> [Written task] With the line containing "task | one point per instance, each pair like [81, 44]" as the first line and the last line of the records as the final one, reproduce that range exactly.

> [Provided data]
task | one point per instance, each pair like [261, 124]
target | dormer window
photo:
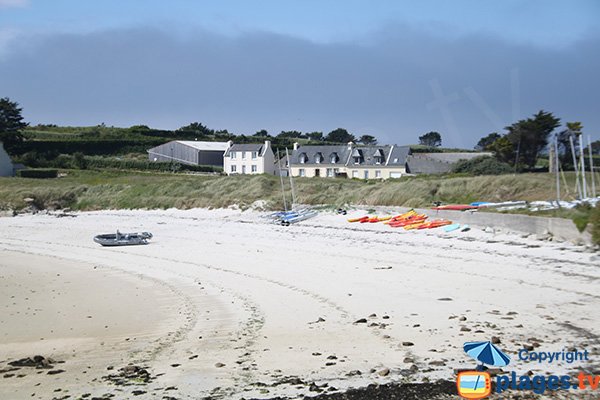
[357, 156]
[378, 156]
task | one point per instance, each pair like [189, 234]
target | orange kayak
[414, 225]
[357, 219]
[435, 224]
[409, 220]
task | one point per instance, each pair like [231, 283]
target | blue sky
[393, 69]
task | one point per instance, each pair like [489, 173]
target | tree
[340, 135]
[196, 128]
[486, 141]
[11, 123]
[503, 149]
[431, 139]
[530, 136]
[564, 143]
[368, 139]
[316, 136]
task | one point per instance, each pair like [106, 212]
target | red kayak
[456, 207]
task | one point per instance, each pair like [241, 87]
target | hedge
[38, 173]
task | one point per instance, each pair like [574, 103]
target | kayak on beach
[122, 239]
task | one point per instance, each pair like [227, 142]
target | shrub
[79, 160]
[483, 165]
[38, 173]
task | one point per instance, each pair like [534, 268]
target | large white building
[351, 160]
[249, 158]
[6, 165]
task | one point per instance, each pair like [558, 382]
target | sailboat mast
[290, 175]
[281, 180]
[556, 166]
[575, 165]
[592, 167]
[582, 160]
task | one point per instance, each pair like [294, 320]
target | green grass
[94, 190]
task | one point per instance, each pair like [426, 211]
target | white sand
[231, 288]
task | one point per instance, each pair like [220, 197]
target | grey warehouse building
[190, 152]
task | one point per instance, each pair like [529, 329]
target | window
[357, 156]
[378, 156]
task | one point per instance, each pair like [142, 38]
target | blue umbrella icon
[486, 353]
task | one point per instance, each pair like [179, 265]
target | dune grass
[94, 190]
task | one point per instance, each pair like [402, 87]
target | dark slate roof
[398, 156]
[393, 155]
[246, 147]
[311, 152]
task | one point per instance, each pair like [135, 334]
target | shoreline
[247, 309]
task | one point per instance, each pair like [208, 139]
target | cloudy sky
[392, 69]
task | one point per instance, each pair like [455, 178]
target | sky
[391, 69]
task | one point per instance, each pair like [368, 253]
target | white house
[249, 159]
[6, 166]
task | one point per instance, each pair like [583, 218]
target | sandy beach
[222, 303]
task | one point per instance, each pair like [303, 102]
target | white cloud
[13, 3]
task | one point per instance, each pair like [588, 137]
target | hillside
[93, 190]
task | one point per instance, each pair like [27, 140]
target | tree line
[520, 146]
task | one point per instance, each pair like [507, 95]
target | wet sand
[224, 304]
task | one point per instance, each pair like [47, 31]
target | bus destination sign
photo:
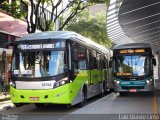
[35, 46]
[125, 51]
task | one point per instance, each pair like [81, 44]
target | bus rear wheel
[39, 105]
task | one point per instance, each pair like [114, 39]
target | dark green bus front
[133, 70]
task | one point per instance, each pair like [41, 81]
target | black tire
[39, 105]
[83, 102]
[68, 106]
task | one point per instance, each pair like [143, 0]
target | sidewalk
[5, 102]
[4, 96]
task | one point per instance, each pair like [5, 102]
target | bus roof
[62, 35]
[132, 45]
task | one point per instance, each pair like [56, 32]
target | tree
[38, 18]
[93, 27]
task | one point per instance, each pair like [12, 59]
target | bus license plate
[34, 98]
[132, 90]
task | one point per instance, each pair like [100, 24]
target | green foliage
[13, 9]
[93, 27]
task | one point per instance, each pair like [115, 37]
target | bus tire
[17, 105]
[39, 105]
[84, 99]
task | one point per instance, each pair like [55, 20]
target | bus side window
[95, 66]
[82, 58]
[98, 61]
[74, 58]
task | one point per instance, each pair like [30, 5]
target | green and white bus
[132, 67]
[60, 67]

> [Completed exercise]
task | one point per instance, each pair like [81, 44]
target | bus rear wheel
[39, 105]
task | one point per instance, each pair like [114, 39]
target | dark green bus front
[133, 70]
task | one point per instance, each pair like [41, 81]
target | black tire
[39, 105]
[83, 102]
[68, 106]
task | one point per instance, each pair like [143, 0]
target | sidewalk
[5, 102]
[4, 96]
task | one point per instance, each pair like [5, 102]
target | bus roof
[62, 35]
[132, 45]
task | one point per instance, each pair like [56, 32]
target | tree
[38, 18]
[93, 27]
task | one point per instance, each pair like [12, 59]
target | bus license plate
[34, 98]
[132, 90]
task | one point per instance, each pair like [100, 24]
target | green foliage
[13, 9]
[93, 27]
task | one point per instance, each pair like [115, 37]
target | bus tire
[17, 105]
[39, 105]
[84, 99]
task | one point per instance, each pair like [55, 20]
target | bus side window
[95, 66]
[82, 58]
[98, 61]
[74, 58]
task | one point per instance, each pair like [30, 5]
target | green and white bus
[132, 67]
[60, 67]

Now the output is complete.